■ What is required ■
Render the rows below as a Markdown table with the columns Number and Text, putting each line with its number in its own table row and leaving out blank lines. Leave the pictures out of the table.

Items listed in a dataset:
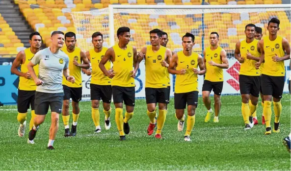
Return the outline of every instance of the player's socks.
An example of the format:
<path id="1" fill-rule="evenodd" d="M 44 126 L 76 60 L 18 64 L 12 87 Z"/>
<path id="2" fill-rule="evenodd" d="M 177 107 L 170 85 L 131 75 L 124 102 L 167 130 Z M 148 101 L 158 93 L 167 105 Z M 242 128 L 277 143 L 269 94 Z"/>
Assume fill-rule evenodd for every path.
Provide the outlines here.
<path id="1" fill-rule="evenodd" d="M 92 108 L 92 119 L 95 126 L 100 125 L 100 113 L 99 108 Z"/>
<path id="2" fill-rule="evenodd" d="M 34 112 L 34 110 L 32 110 L 31 111 L 31 119 L 30 119 L 30 122 L 29 122 L 29 130 L 32 128 L 33 127 L 33 121 L 34 120 L 34 118 L 35 118 L 35 113 Z"/>
<path id="3" fill-rule="evenodd" d="M 244 123 L 249 124 L 249 114 L 250 113 L 250 108 L 249 103 L 241 103 L 241 114 L 243 118 Z"/>
<path id="4" fill-rule="evenodd" d="M 271 118 L 272 117 L 271 104 L 272 103 L 270 101 L 265 100 L 264 102 L 263 113 L 265 116 L 266 127 L 271 127 Z"/>
<path id="5" fill-rule="evenodd" d="M 149 117 L 149 118 L 150 119 L 150 122 L 151 122 L 151 123 L 152 124 L 155 124 L 155 123 L 156 123 L 156 115 L 157 114 L 157 113 L 156 112 L 156 111 L 154 111 L 154 112 L 150 112 L 150 111 L 149 111 L 149 110 L 148 110 L 147 111 L 147 115 L 148 115 L 148 116 Z"/>
<path id="6" fill-rule="evenodd" d="M 111 107 L 109 109 L 108 111 L 106 111 L 105 110 L 103 109 L 103 112 L 105 114 L 105 120 L 108 120 L 108 118 L 110 117 L 110 114 L 111 114 Z"/>
<path id="7" fill-rule="evenodd" d="M 65 129 L 70 128 L 69 126 L 69 121 L 70 121 L 70 115 L 68 116 L 62 116 L 63 118 L 63 122 L 64 122 L 64 125 L 65 126 Z"/>
<path id="8" fill-rule="evenodd" d="M 78 119 L 79 118 L 79 113 L 78 114 L 75 114 L 73 113 L 73 125 L 74 126 L 77 125 L 77 122 L 78 122 Z"/>
<path id="9" fill-rule="evenodd" d="M 120 136 L 124 136 L 124 131 L 123 130 L 123 108 L 115 108 L 115 122 L 117 125 L 117 129 L 119 131 Z"/>
<path id="10" fill-rule="evenodd" d="M 192 132 L 192 129 L 195 124 L 195 115 L 192 116 L 189 115 L 187 116 L 187 129 L 186 130 L 185 136 L 189 136 L 191 134 L 191 132 Z"/>
<path id="11" fill-rule="evenodd" d="M 156 134 L 160 134 L 160 132 L 164 126 L 164 123 L 166 121 L 166 117 L 167 116 L 167 111 L 165 109 L 164 110 L 159 110 L 159 116 L 157 121 L 157 129 Z"/>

■ Solution ■
| Number | Text |
|---|---|
| 1 | Return the outline of every instance of the player's socks. |
| 2 | An example of the format: |
| 3 | <path id="1" fill-rule="evenodd" d="M 44 126 L 76 60 L 18 64 L 12 87 Z"/> |
| 4 | <path id="2" fill-rule="evenodd" d="M 177 107 L 170 85 L 131 75 L 124 102 L 167 130 Z M 148 101 L 158 93 L 167 105 Z M 242 128 L 277 143 L 269 94 Z"/> |
| 5 | Assume fill-rule evenodd for every path. |
| 6 | Provide the outlines here. |
| 7 | <path id="1" fill-rule="evenodd" d="M 92 108 L 92 119 L 95 126 L 100 125 L 100 113 L 99 108 Z"/> |
| 8 | <path id="2" fill-rule="evenodd" d="M 34 112 L 34 110 L 32 110 L 31 111 L 31 119 L 30 119 L 30 122 L 29 122 L 29 130 L 32 128 L 33 127 L 33 121 L 34 120 L 34 118 L 35 118 L 35 113 Z"/> |
| 9 | <path id="3" fill-rule="evenodd" d="M 244 123 L 249 124 L 249 114 L 250 113 L 250 108 L 249 103 L 241 103 L 241 114 L 243 118 Z"/> |
| 10 | <path id="4" fill-rule="evenodd" d="M 271 118 L 272 117 L 271 104 L 272 103 L 270 101 L 265 100 L 264 102 L 263 113 L 265 116 L 266 127 L 271 127 Z"/> |
| 11 | <path id="5" fill-rule="evenodd" d="M 149 117 L 149 118 L 150 119 L 150 122 L 151 122 L 151 123 L 152 124 L 155 124 L 155 123 L 156 123 L 156 115 L 157 114 L 157 113 L 156 112 L 156 111 L 154 111 L 154 112 L 150 112 L 150 111 L 149 111 L 149 110 L 148 110 L 147 111 L 147 115 L 148 115 L 148 116 Z"/> |
| 12 | <path id="6" fill-rule="evenodd" d="M 111 107 L 109 109 L 108 111 L 106 111 L 105 110 L 103 109 L 103 112 L 105 114 L 105 120 L 108 120 L 108 118 L 110 117 L 110 114 L 111 114 Z"/> |
| 13 | <path id="7" fill-rule="evenodd" d="M 65 129 L 70 128 L 69 126 L 69 121 L 70 121 L 70 115 L 68 116 L 62 116 L 63 118 L 63 122 L 64 122 L 64 125 L 65 126 Z"/> |
| 14 | <path id="8" fill-rule="evenodd" d="M 78 119 L 79 118 L 79 113 L 78 114 L 75 114 L 73 113 L 73 125 L 74 126 L 77 125 L 77 122 L 78 122 Z"/> |
| 15 | <path id="9" fill-rule="evenodd" d="M 120 136 L 124 136 L 124 131 L 123 130 L 123 108 L 115 108 L 115 122 L 117 125 L 117 129 L 119 131 Z"/> |
| 16 | <path id="10" fill-rule="evenodd" d="M 192 132 L 192 129 L 195 124 L 195 115 L 192 116 L 189 115 L 187 116 L 187 129 L 186 130 L 185 136 L 189 136 L 191 134 L 191 132 Z"/> |
| 17 | <path id="11" fill-rule="evenodd" d="M 156 134 L 160 134 L 160 132 L 164 126 L 164 123 L 166 121 L 166 117 L 167 116 L 167 111 L 165 109 L 164 110 L 159 110 L 159 116 L 157 121 L 157 129 Z"/> |